--- TASK ITEM ---
Take the material below and reproduce, word for word, only the lines from the line with "One point goes on each instance of the deep" through the line with "One point goes on each instance of the small".
Start of INFORMATION
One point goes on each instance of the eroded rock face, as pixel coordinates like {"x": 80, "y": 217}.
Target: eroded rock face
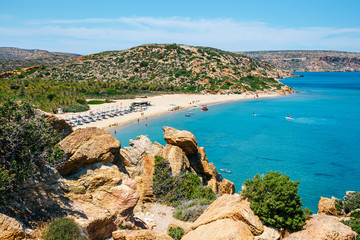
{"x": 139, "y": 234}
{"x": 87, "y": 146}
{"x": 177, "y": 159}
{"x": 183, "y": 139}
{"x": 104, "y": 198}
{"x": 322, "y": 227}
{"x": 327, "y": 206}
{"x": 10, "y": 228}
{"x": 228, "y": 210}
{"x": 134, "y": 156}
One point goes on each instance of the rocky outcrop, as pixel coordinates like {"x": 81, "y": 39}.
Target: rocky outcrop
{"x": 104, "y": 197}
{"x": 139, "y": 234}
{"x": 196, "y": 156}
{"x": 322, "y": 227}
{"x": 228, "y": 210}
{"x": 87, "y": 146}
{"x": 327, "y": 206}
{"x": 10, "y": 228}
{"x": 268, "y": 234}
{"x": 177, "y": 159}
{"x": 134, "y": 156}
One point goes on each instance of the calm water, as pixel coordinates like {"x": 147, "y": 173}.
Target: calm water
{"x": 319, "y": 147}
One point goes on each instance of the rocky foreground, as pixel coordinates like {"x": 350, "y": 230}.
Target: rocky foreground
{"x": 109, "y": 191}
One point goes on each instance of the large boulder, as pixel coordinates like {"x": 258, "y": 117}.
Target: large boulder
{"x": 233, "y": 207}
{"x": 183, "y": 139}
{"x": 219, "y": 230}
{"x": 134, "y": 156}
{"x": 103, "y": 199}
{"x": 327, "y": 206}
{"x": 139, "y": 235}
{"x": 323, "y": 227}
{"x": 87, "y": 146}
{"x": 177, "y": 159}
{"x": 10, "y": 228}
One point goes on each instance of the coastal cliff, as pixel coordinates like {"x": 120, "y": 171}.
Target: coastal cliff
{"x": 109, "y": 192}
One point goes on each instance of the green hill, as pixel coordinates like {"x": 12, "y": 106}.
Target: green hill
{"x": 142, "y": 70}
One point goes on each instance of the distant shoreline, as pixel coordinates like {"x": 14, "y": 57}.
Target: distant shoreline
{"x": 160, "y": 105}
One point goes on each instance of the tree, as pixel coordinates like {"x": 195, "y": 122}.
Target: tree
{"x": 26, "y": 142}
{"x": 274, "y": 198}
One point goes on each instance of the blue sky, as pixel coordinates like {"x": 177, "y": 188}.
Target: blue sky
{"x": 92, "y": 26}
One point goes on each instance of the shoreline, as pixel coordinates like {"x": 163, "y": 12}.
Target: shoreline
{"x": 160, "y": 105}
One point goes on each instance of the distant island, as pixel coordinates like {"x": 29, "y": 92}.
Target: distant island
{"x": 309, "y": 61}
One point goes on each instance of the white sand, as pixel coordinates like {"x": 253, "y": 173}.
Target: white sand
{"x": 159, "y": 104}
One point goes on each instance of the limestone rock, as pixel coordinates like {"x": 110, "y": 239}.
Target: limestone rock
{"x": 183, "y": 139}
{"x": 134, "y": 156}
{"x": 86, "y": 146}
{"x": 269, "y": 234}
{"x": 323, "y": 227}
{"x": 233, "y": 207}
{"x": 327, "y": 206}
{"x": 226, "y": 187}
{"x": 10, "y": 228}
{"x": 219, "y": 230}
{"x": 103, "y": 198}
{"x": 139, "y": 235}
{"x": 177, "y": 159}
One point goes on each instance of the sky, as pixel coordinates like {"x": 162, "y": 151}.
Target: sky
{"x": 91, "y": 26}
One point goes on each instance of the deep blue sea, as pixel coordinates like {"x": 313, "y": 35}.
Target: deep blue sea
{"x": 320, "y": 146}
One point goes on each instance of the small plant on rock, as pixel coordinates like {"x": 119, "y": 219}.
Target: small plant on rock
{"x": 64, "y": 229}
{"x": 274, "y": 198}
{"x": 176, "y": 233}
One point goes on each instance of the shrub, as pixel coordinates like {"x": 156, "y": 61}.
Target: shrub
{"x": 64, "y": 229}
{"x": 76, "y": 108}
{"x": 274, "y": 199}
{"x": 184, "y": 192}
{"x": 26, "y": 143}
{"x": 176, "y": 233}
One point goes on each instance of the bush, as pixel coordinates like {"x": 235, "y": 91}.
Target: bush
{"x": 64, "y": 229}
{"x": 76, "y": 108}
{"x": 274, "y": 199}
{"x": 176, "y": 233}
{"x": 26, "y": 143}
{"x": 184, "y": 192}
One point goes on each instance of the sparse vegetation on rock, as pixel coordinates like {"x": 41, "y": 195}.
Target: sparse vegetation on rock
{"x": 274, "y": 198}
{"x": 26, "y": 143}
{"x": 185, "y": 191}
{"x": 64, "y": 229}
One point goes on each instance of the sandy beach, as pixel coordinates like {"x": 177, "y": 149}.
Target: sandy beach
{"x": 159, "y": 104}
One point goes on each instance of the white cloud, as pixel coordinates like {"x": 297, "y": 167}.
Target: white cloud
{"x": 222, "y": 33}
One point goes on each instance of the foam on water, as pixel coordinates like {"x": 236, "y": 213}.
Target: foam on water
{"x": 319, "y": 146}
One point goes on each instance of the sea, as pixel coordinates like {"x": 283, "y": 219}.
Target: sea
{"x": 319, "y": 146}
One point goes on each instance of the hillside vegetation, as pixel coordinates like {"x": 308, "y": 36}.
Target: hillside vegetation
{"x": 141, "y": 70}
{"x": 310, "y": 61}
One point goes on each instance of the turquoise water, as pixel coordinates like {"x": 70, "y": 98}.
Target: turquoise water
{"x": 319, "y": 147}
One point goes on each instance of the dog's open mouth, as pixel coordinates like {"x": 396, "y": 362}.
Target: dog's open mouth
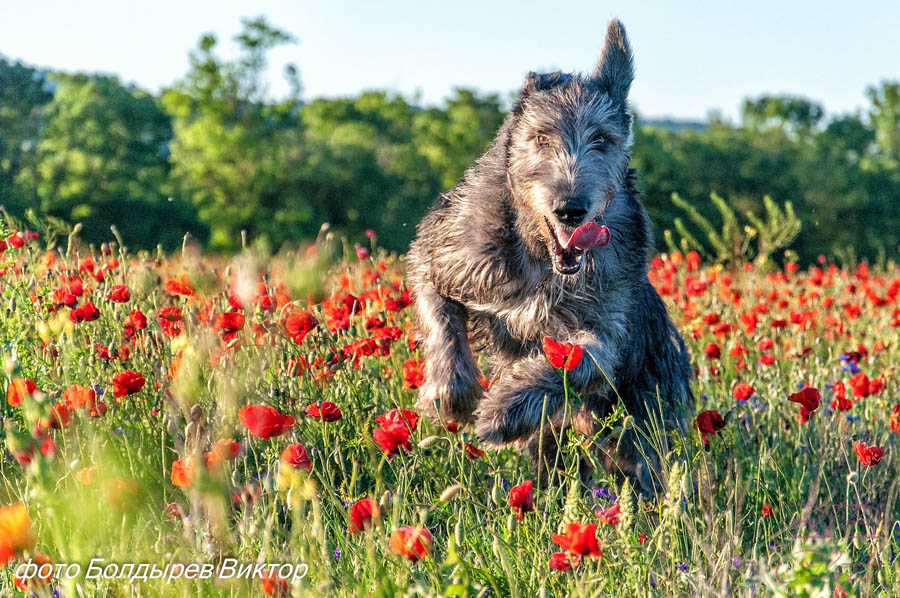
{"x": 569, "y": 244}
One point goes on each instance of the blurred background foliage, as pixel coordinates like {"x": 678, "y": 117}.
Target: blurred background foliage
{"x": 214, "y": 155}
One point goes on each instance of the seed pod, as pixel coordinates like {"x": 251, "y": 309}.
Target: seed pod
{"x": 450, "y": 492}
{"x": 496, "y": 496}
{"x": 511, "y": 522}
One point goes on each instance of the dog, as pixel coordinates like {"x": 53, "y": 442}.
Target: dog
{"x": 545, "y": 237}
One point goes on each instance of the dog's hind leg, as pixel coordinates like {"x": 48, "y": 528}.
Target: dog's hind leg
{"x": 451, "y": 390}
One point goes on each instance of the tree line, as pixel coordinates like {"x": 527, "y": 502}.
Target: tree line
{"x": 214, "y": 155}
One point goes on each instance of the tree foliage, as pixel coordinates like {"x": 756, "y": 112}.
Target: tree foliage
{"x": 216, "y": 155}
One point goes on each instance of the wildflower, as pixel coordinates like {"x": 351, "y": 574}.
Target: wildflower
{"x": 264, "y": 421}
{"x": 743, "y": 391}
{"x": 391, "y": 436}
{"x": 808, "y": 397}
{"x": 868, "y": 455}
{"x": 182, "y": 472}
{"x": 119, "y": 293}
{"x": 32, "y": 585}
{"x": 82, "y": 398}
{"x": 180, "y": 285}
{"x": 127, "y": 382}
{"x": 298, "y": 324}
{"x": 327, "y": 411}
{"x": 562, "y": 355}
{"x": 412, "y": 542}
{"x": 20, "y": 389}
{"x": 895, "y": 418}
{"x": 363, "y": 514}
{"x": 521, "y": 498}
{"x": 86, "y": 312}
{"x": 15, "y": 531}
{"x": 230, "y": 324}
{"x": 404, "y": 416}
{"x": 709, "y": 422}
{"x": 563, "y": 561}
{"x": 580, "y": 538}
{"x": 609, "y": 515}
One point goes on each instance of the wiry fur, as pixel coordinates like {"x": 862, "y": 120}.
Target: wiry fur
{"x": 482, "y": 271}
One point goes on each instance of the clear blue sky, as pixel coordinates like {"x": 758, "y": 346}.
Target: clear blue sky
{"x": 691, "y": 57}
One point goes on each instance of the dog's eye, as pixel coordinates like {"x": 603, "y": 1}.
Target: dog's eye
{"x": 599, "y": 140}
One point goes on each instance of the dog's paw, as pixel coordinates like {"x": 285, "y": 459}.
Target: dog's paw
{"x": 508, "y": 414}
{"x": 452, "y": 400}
End of INFORMATION
--- FINISHED EXERCISE ---
One point goes on each instance of the deep blue sea, as pixel coordinates like {"x": 313, "y": 35}.
Target: deep blue sea
{"x": 320, "y": 146}
One point goes on each instance of the small plant on rock, as pixel coordinates like {"x": 119, "y": 219}.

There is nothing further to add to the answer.